Saved entries

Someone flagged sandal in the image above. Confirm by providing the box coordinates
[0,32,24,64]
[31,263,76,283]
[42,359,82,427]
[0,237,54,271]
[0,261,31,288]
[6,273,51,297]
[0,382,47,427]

AIM.
Return every line of the records above unchanged, character for character.

WRITTEN RESPONSE.
Someone flagged sandal in the image above. Confirm by providing the box coordinates
[0,32,24,64]
[31,263,76,283]
[42,359,82,427]
[0,237,54,271]
[0,261,31,288]
[6,273,51,297]
[0,382,47,427]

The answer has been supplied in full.